Records drawn from a dataset:
BEGIN

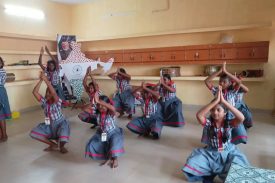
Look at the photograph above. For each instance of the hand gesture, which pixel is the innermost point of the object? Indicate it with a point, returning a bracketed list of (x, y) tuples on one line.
[(41, 51), (42, 76), (47, 49), (222, 100), (96, 97), (161, 81), (224, 67), (143, 85), (88, 71)]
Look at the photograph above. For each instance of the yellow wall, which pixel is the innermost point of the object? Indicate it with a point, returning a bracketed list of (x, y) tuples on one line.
[(195, 92), (105, 22), (120, 18), (57, 19)]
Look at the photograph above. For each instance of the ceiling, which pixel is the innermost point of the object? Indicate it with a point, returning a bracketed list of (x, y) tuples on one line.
[(73, 1)]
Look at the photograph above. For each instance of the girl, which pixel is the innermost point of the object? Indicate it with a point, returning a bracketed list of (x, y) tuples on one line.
[(239, 134), (205, 163), (107, 143), (170, 104), (89, 111), (5, 112), (55, 126), (150, 122), (124, 99), (52, 72)]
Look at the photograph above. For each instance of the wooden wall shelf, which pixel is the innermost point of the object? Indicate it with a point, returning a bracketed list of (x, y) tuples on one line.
[(181, 78), (21, 82), (233, 53), (19, 52), (187, 31)]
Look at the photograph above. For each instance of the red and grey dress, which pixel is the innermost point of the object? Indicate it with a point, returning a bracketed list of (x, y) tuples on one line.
[(171, 107), (114, 144), (150, 122), (124, 100), (5, 112), (216, 158), (59, 128)]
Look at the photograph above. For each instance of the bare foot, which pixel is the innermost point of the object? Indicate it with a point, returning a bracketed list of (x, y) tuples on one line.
[(129, 116), (63, 150), (103, 163), (121, 114), (4, 139), (92, 127), (113, 163), (51, 148)]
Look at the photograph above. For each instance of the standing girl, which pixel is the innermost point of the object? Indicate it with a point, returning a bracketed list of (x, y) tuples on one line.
[(124, 99), (89, 111), (170, 104), (239, 134), (107, 143), (205, 163), (52, 72), (150, 122), (55, 126), (5, 112)]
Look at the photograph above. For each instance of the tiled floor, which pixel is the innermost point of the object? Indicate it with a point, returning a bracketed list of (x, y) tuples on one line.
[(23, 159)]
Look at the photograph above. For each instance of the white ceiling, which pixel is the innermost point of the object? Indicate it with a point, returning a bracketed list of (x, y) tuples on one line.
[(73, 1)]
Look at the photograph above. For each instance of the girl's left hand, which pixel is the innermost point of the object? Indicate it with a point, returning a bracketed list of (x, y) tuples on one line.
[(42, 76), (96, 97), (161, 81), (224, 67), (221, 95)]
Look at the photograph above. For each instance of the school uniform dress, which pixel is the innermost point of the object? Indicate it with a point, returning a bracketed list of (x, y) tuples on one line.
[(5, 112), (124, 99), (150, 122), (59, 128), (239, 134), (171, 107), (90, 117), (216, 158), (54, 78), (114, 144), (241, 106)]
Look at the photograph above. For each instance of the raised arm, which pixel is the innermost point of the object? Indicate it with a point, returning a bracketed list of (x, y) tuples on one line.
[(40, 59), (84, 82), (112, 75), (108, 106), (171, 89), (235, 79), (35, 91), (239, 117), (53, 58), (126, 76), (154, 93), (94, 82), (201, 114), (208, 81), (50, 87)]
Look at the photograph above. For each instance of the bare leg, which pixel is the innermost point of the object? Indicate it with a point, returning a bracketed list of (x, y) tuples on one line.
[(3, 131), (114, 162), (130, 116), (103, 163), (63, 150), (52, 145)]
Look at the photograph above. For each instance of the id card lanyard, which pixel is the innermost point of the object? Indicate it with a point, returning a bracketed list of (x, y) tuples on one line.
[(103, 134), (47, 118), (147, 101)]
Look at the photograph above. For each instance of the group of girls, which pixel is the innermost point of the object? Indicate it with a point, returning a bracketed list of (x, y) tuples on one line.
[(229, 118)]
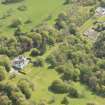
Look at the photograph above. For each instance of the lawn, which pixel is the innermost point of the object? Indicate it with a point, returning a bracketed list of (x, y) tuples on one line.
[(37, 11)]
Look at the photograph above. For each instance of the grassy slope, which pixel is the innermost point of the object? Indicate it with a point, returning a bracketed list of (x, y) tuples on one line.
[(37, 11), (43, 77)]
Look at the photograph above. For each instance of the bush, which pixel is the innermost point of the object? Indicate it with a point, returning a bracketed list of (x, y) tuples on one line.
[(38, 62), (15, 23), (73, 93), (25, 88), (2, 73), (35, 52), (5, 62)]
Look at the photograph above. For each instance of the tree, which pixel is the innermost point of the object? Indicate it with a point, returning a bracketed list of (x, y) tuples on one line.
[(25, 88), (5, 61), (4, 100), (65, 101), (2, 73), (35, 52)]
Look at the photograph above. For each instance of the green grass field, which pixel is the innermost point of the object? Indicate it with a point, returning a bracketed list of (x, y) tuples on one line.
[(37, 11)]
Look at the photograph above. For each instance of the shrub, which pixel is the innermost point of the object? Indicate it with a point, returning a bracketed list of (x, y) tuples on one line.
[(38, 62), (2, 73), (35, 52), (15, 23)]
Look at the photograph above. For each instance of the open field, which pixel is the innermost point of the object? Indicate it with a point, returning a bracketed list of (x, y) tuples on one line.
[(36, 11)]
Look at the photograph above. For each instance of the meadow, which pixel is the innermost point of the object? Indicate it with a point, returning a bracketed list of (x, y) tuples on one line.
[(36, 11)]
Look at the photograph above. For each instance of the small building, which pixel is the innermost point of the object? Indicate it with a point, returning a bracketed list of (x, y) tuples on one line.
[(20, 62), (91, 34), (100, 11)]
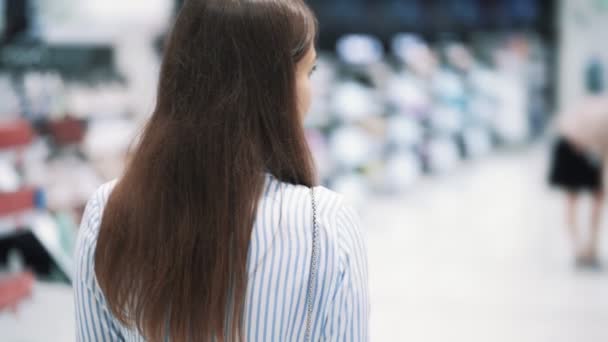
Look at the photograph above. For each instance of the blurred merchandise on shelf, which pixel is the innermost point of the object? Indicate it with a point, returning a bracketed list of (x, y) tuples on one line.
[(385, 117), (428, 87)]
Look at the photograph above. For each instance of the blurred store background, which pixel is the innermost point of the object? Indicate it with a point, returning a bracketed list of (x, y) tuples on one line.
[(433, 116)]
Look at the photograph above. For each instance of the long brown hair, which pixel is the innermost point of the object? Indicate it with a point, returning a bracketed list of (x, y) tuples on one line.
[(172, 249)]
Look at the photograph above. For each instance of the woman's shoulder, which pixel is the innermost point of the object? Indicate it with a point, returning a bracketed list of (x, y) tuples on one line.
[(336, 217), (93, 211)]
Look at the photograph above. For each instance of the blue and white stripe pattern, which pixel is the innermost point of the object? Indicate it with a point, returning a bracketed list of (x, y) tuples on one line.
[(278, 268)]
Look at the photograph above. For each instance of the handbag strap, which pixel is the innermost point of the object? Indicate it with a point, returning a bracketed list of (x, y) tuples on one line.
[(313, 268)]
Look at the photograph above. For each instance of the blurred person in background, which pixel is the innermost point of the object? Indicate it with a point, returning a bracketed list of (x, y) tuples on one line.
[(579, 165), (216, 230)]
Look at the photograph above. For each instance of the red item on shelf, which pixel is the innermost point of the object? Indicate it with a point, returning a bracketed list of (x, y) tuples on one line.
[(67, 131), (14, 202), (15, 134), (14, 289)]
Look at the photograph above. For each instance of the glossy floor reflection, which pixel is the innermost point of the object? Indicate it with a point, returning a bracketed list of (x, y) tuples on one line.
[(481, 255), (477, 255)]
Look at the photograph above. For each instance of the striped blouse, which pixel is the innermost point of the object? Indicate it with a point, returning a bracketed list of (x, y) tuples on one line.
[(278, 269)]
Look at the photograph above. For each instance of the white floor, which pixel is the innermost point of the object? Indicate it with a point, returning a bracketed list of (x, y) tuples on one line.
[(477, 255), (481, 255)]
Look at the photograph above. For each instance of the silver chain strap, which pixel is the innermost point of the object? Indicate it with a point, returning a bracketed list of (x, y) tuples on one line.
[(313, 268)]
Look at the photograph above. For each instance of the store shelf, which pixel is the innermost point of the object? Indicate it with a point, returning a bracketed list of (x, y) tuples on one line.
[(15, 134)]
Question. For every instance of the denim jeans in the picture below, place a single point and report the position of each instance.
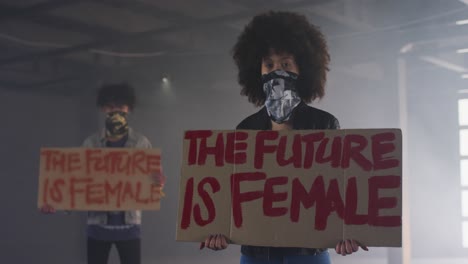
(98, 251)
(322, 258)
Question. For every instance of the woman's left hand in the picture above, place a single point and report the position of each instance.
(348, 246)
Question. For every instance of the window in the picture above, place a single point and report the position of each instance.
(463, 123)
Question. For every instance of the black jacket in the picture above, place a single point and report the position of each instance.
(303, 117)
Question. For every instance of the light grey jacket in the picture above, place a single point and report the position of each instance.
(98, 140)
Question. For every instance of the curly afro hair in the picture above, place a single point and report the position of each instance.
(116, 94)
(282, 32)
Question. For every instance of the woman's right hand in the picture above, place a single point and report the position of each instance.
(47, 209)
(215, 242)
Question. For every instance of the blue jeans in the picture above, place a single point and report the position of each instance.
(322, 258)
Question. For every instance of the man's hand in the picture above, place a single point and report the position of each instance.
(348, 246)
(215, 242)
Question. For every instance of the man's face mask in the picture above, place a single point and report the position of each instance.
(281, 96)
(116, 124)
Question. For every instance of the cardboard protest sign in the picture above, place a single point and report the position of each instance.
(309, 188)
(104, 179)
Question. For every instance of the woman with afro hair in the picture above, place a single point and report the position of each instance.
(283, 62)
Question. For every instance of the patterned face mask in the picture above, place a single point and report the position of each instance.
(281, 96)
(116, 124)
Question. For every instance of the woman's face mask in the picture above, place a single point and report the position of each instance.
(116, 124)
(281, 96)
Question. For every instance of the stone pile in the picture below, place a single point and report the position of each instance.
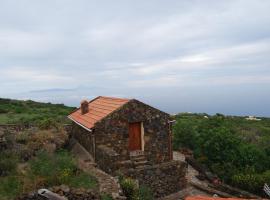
(69, 193)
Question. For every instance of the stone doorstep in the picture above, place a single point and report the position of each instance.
(140, 163)
(136, 153)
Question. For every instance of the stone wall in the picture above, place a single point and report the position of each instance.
(112, 131)
(66, 192)
(163, 179)
(84, 137)
(107, 158)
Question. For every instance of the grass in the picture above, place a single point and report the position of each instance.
(31, 112)
(45, 170)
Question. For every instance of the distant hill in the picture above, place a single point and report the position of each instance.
(31, 112)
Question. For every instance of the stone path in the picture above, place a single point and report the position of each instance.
(107, 183)
(191, 174)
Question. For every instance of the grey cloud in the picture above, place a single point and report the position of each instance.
(177, 55)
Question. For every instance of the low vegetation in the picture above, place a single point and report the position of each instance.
(32, 113)
(133, 191)
(34, 158)
(44, 170)
(235, 149)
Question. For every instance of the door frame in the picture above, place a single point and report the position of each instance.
(141, 137)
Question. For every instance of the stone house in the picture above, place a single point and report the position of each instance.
(129, 136)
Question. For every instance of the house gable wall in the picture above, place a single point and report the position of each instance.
(112, 131)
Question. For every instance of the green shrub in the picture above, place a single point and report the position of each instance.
(82, 180)
(10, 187)
(22, 137)
(55, 169)
(8, 163)
(252, 182)
(129, 187)
(106, 197)
(145, 193)
(47, 123)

END

Give back, word for word, only the lines from the one containing "Question. For every instance of the door" through the closing line of the entries.

Task response:
Question. For every instance of the door frame in the picture above, place a single point and report the position of each instance.
(141, 137)
Question. For every instance of the stone house in the picture above, place a single point and report the position of each instance.
(129, 136)
Question. For every instance of the house gable wall in the picture above, place a single point and report the position of each instance.
(112, 131)
Question. For every instance of the green shrub in the picture above, place a single point and report the position of each instance.
(82, 180)
(10, 187)
(22, 137)
(55, 169)
(8, 163)
(252, 182)
(129, 187)
(106, 197)
(145, 193)
(47, 123)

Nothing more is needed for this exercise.